- [Do this]:
Every entry here needs to be repeated exactly.

- [Input records]:
__________________________________________________

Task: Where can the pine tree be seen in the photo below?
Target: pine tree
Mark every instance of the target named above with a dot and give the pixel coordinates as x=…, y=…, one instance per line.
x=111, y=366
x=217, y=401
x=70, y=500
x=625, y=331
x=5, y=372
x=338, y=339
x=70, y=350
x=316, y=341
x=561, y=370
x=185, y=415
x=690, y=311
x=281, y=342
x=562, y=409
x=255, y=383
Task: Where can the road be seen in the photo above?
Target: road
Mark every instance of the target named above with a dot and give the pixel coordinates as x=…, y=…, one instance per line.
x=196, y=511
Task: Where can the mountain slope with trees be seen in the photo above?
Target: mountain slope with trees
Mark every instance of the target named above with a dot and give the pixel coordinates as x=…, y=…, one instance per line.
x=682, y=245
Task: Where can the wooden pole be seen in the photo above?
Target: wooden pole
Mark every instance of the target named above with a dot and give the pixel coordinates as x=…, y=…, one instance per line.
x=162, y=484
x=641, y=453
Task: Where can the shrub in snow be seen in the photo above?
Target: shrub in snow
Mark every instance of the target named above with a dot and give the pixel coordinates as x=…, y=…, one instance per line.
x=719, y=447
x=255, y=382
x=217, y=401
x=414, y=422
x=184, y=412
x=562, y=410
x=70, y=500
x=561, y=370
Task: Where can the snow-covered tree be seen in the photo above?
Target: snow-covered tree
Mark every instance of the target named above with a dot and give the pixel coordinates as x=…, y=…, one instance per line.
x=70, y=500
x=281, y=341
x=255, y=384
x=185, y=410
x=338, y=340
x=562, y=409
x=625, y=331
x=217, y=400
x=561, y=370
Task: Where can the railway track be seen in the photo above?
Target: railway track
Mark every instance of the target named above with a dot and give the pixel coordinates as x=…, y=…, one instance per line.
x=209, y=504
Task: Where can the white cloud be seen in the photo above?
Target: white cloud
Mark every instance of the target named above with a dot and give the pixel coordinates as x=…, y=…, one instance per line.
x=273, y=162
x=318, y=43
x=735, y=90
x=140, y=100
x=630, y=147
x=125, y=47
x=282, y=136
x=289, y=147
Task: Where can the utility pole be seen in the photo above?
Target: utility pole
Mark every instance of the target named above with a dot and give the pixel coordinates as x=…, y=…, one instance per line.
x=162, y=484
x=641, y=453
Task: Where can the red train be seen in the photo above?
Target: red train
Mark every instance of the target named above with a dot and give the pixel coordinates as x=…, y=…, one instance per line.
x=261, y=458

__________________________________________________

- [Task answer]:
Task: Where can the pine tree be seen in the photo below?
Target: pine tree
Mark every instance of the target named above with a dot and give the pixel coordinates as x=…, y=…, one instance per line.
x=111, y=366
x=217, y=401
x=70, y=500
x=625, y=331
x=5, y=372
x=338, y=339
x=70, y=350
x=316, y=341
x=561, y=370
x=185, y=415
x=690, y=311
x=281, y=342
x=562, y=409
x=255, y=383
Task: Where can the road be seen in the photo above?
Target: road
Mark every instance of the target named above with a dot and give the pixel coordinates as x=…, y=…, one instance per line.
x=196, y=511
Task: Where can the mountain slope with trees be seen in the photo above?
Target: mountain slope with trees
Mark every instance of the target named above with a dot and give the pixel coordinates as x=…, y=…, one instance per line.
x=682, y=245
Task: Where can the wooden pole be seen in the photo above?
Target: wooden pole
Mark every instance of the target named above with a dot and give the pixel coordinates as x=…, y=…, one instance per line.
x=162, y=484
x=641, y=453
Task: Where can the shrub in snow be seen in the photo above?
Target: shrub in snow
Mark every instance of the target named above with a dot and give the pixel coordinates as x=…, y=…, one instance per line.
x=719, y=447
x=255, y=382
x=217, y=401
x=414, y=422
x=184, y=412
x=562, y=410
x=70, y=500
x=561, y=370
Task: Where can the snow-covered tree be seen in the photo above?
Target: snow-covered tree
Mark every instance of the target named above with a dot and give the pixel coordinates as x=…, y=…, one instance per line.
x=70, y=500
x=281, y=341
x=255, y=384
x=185, y=410
x=338, y=340
x=562, y=409
x=625, y=331
x=217, y=400
x=561, y=370
Task: Where can the railway track be seen in the photo above?
Target: railway track
Mark every instance of the target named above with a dot and give the pixel coordinates as x=…, y=…, one instance per line.
x=209, y=504
Task: Where can the white cloud be seen in the photo above?
Target: white cloud
Mark every instance of the target named above with a dot and give the pixel coordinates as x=…, y=…, one instance per line.
x=273, y=162
x=318, y=43
x=735, y=90
x=140, y=100
x=630, y=147
x=125, y=47
x=282, y=136
x=289, y=147
Task: Where can the utility pole be seen in the photo above?
Target: utility pole
Mark every instance of the target named above with a dot and give the pixel coordinates as x=…, y=…, one instance per line.
x=162, y=484
x=641, y=453
Task: Where can the red train be seen in the photo above?
Target: red train
Mark every instance of the target named above with a dot and give the pixel coordinates as x=…, y=…, one instance per line.
x=261, y=458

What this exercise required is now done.